▶ _Trecho do documento_
________________________
Só havia sedãs no histórico da Citroën no Longa Duração. Do C4 Pallas, de 2009, para o primeiro C4 Lounge, desmontado em 2015, não houve grande evolução: problemas com freios, com o motor 2.0 aspirado e com a recorrente leniência da rede de concessionárias se repetiram. Em 2016, outro C4 Lounge, dessa vez com motor 1.6 turbo, revelou melhorias no projeto do sedã e no atendimento das revendas.
Então compramos nosso quarto C4, agora com proposta completamente diferente. O C4 Cactus introduziu a fabricante francesa no efervescente segmento dos SUVs compactos, despertou interesse no mercado e imediatamente se tornou o carro mais vendido da marca. Como adoramos estreias e carros que estão em voga, a escolha foi natural. E ainda serviria para conferir se a rede Citroën seguiu evoluindo.
Em abril de 2019, o C4 Cactus Feel Pack 1.6 16V estreou por aqui. Topo de linha entre os aspirados, nos custou R$ 84.400 na concessionária Trianon.
Um ano e meio depois, a melhor oferta na troca por outro C4 foi de R$ 65.000 – 23% de desvalorização, ante 27,4% do Volkswagen Virtus que esteve aqui no ano passado. Perda na casa dos 20% é o que mais se observa no Longa Duração, o que derruba o mito de que carro francês desvaloriza mais.
Mas o grande diferencial do Longa Duração está em poder analisar, também, a fiabilidade do carro ao longo de 60.000 km – que representa cinco anos de uso para o motorista médio.
________________________
▶ _Itens_
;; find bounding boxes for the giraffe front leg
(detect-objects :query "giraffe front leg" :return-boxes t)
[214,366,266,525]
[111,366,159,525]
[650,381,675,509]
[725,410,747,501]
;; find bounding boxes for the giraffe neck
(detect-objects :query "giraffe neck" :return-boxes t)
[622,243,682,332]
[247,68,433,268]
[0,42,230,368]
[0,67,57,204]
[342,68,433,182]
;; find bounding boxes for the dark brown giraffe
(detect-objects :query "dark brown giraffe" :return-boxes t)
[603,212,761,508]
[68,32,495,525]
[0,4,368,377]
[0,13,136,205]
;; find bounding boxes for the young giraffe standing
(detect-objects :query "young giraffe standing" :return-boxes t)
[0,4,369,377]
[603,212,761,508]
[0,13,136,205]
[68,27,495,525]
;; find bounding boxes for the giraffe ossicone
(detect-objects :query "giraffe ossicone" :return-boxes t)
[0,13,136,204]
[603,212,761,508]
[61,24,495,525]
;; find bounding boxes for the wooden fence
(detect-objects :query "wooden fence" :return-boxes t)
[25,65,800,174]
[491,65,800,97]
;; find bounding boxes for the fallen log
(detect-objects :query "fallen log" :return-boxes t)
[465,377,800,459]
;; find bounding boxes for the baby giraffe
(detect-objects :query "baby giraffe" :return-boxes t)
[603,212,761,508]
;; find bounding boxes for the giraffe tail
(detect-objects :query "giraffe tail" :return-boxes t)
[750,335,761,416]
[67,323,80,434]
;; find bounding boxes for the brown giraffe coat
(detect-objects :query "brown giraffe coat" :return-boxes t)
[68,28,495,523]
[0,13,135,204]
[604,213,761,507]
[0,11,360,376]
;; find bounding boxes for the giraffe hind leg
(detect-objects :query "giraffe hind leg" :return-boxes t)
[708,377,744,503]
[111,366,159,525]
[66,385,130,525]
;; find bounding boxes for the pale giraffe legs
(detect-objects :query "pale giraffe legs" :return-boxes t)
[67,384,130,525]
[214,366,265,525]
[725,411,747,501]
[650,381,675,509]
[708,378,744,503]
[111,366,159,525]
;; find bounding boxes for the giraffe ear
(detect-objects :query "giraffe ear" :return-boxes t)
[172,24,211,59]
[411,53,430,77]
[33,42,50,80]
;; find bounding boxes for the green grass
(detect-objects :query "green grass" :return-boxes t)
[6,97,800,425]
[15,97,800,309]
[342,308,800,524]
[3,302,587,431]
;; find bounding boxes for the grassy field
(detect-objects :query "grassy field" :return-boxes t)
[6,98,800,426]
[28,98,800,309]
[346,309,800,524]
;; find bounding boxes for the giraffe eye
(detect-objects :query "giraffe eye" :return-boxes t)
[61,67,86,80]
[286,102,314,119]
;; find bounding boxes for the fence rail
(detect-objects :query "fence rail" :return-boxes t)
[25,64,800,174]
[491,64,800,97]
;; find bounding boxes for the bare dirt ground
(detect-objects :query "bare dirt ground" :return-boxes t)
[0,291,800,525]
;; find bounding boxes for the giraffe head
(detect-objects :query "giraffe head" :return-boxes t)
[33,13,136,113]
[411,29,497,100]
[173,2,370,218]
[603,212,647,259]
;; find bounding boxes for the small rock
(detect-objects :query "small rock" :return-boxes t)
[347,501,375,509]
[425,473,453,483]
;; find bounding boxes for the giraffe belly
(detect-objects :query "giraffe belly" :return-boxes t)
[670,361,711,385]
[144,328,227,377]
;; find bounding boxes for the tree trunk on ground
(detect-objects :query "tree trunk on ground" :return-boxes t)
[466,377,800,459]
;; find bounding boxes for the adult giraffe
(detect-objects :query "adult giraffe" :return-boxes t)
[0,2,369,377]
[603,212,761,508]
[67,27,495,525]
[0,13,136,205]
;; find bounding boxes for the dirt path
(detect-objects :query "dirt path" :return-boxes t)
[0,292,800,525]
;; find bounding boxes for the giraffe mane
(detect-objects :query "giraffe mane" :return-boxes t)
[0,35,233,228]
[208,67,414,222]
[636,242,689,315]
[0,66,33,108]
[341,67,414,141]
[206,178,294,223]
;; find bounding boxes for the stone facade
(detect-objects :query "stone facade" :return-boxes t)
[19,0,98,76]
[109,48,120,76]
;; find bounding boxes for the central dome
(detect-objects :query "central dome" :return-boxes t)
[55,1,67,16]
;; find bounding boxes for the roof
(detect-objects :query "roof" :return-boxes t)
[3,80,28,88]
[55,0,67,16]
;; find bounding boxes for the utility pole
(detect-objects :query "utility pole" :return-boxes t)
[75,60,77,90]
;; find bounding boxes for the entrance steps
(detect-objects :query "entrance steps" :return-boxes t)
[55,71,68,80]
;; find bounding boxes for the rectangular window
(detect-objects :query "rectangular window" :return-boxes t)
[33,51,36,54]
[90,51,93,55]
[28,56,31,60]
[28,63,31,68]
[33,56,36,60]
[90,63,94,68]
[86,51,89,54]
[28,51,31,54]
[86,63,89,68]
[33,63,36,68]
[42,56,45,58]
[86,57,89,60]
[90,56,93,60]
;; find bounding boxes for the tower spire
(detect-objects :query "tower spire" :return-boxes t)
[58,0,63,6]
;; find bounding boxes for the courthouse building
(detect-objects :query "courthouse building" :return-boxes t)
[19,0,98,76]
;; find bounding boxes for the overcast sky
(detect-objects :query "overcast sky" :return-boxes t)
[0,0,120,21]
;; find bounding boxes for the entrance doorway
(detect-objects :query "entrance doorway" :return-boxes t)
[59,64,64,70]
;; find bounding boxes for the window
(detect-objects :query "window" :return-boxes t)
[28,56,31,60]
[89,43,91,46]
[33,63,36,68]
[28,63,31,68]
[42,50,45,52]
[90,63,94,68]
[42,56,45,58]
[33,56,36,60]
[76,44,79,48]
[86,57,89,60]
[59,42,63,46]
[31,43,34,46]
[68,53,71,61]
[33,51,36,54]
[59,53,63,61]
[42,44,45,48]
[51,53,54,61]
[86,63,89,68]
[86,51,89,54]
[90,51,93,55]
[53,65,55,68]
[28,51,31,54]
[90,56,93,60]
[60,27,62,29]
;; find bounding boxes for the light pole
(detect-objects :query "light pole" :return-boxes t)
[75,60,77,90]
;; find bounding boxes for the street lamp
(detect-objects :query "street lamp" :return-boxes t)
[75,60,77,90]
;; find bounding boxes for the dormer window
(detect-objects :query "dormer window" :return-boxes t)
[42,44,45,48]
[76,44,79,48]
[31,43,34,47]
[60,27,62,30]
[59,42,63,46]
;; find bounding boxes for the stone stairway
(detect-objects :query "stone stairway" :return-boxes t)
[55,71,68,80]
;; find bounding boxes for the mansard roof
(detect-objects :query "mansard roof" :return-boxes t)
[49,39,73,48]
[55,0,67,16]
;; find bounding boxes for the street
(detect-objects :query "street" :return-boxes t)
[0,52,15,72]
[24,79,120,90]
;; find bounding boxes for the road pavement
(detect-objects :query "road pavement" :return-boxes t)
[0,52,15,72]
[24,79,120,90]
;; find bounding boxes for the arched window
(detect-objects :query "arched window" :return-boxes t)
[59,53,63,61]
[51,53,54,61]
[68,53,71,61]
________________________
▶ _Tarefa curta 1_
Resuma em duas frases o trecho sobre o C4 Cactus no Longa Duração.
▶ _Tarefa curta 2_
Reproduza o trecho sobre o C4 Cactus, começando em "Então compramos nosso" e terminando em "francês desvaloriza mais.".
▶ _Tarefa curta 3_
Prossiga com o texto sobre o C4 Cactus no Longa Duração a partir do ponto em que ele termina.
Os itens têm outra origem.

▶ _Resposta 1_
Depois de três sedãs da Citroën, o Longa Duração recebeu em abril de 2019 um C4 Cactus Feel Pack 1.6 16V, comprado por R$ 84.400, o modelo que levou a marca ao segmento dos SUVs compactos e se tornou seu carro mais vendido. Um ano e meio depois, a melhor oferta de troca foi de R$ 65.000, uma desvalorização de 23%, menor que os 27,4% do Volkswagen Virtus, e o teste também serve para analisar a fiabilidade do carro ao longo de 60.000 km.

▶ _Resposta 2_
Então compramos nosso quarto C4, agora com proposta completamente diferente. O C4 Cactus introduziu a fabricante francesa no efervescente segmento dos SUVs compactos, despertou interesse no mercado e imediatamente se tornou o carro mais vendido da marca. Como adoramos estreias e carros que estão em voga, a escolha foi natural. E ainda serviria para conferir se a rede Citroën seguiu evoluindo.
Em abril de 2019, o C4 Cactus Feel Pack 1.6 16V estreou por aqui. Topo de linha entre os aspirados, nos custou R$ 84.400 na concessionária Trianon.
Um ano e meio depois, a melhor oferta na troca por outro C4 foi de R$ 65.000 – 23% de desvalorização, ante 27,4% do Volkswagen Virtus que esteve aqui no ano passado. Perda na casa dos 20% é o que mais se observa no Longa Duração, o que derruba o mito de que carro francês desvaloriza mais.

▶ _Resposta 3_
Tudo começa antes de transformar o carro em um mosaico de peças. O motor 1.6, que revelou melhora de desempenho consistente no último teste, passa pela medição da pressão no interior dos cilindros em sua temperatura de trabalho.
Tomando por base a média de três medições, o quarto cilindro tinha a maior pressão (195 psi), e o segundo apresentou a menor pressão (188,3 psi). “A montadora não divulga o valor de pressão dos cilindros nominal e mínima, mas a diferença máxima entre as pressões, de 5%.
A diferença registrada foi de 3,72%, portanto todos os cilindros estão dentro do esperado”, explica Fábio Fukuda, da Fukuda Motorcenter, oficina responsável por todo o acompanhamento e o desmonte dos carros de Longa Duração.
A desmontagem começa com a retirada do conjunto motor e câmbio. Os coxins do motor e do câmbio em perfeito estado não surpreendem, pois o isolamento das vibrações foi um dos pontos fortes do C4 Cactus do início ao fim do teste.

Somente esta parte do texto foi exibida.